Directions
Pictures in the records should not be copied, but every other part must be repeated exactly.
--- BEGIN Given data ---
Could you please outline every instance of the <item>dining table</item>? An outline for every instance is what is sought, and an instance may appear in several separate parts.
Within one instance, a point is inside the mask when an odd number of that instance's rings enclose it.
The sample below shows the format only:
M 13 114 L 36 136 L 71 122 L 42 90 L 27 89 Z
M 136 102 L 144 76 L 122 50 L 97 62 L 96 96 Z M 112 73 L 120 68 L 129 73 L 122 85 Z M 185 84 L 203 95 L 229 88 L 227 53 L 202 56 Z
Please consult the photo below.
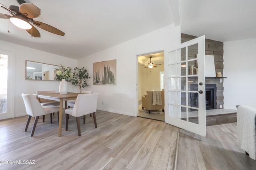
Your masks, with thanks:
M 37 98 L 42 98 L 60 102 L 60 111 L 59 113 L 59 127 L 58 136 L 61 136 L 62 125 L 62 114 L 63 114 L 63 102 L 65 102 L 65 109 L 67 107 L 67 101 L 76 99 L 80 93 L 68 92 L 66 94 L 60 94 L 60 93 L 50 93 L 33 94 L 36 96 Z

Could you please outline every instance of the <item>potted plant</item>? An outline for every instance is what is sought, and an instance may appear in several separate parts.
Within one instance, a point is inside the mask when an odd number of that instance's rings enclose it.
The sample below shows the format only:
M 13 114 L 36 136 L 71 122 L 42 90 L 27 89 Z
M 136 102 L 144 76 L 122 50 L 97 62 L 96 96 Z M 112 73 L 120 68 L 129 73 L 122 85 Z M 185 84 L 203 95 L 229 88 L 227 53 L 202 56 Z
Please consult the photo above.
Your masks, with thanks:
M 80 89 L 80 93 L 81 93 L 82 88 L 89 86 L 86 82 L 86 80 L 90 78 L 89 73 L 84 67 L 82 68 L 75 67 L 74 70 L 74 75 L 71 79 L 71 83 L 78 86 Z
--- END Given data ---
Response to the task
Could you please outline every instance of the <item>dining table</item>? An outline for every instance is what is sought, and an instance may appear in several separate parts.
Within one instance, a point is inside the mask when an odd number of that instance's rings enclose it.
The sample below shows the format only:
M 13 114 L 36 136 L 71 122 L 42 90 L 27 89 Z
M 136 102 L 144 76 L 122 50 L 97 62 L 96 96 Z M 112 73 L 120 68 L 129 73 L 122 85 Z M 185 84 L 203 95 L 229 88 L 227 53 L 202 56 Z
Please consult the photo below.
Your masks, with thanks:
M 37 98 L 42 98 L 60 102 L 60 111 L 59 113 L 59 127 L 58 136 L 61 136 L 62 125 L 62 114 L 63 114 L 63 102 L 65 102 L 65 109 L 67 107 L 67 101 L 76 99 L 80 93 L 68 92 L 66 94 L 60 94 L 60 93 L 50 93 L 33 94 L 36 96 Z

Could you please outline every instance of the <item>potted plant</item>? An outline for every instance is what is sought, and an instance may appear in several separate parts.
Within one instance, a point is inside the mask when an odd number of that instance's rings enclose it.
The sample below shows the format only:
M 13 114 L 36 136 L 71 122 L 42 90 L 27 89 Z
M 136 102 L 144 76 L 122 50 L 97 62 L 96 96 Z M 112 73 L 120 68 L 129 73 L 122 85 Z M 185 84 L 203 95 L 229 88 L 227 53 L 202 56 Z
Please consult the photo above.
Your masks, with thanks:
M 80 89 L 80 93 L 81 93 L 82 88 L 89 86 L 86 82 L 86 80 L 90 78 L 89 73 L 84 67 L 82 68 L 75 67 L 74 70 L 74 75 L 71 79 L 71 83 L 78 86 Z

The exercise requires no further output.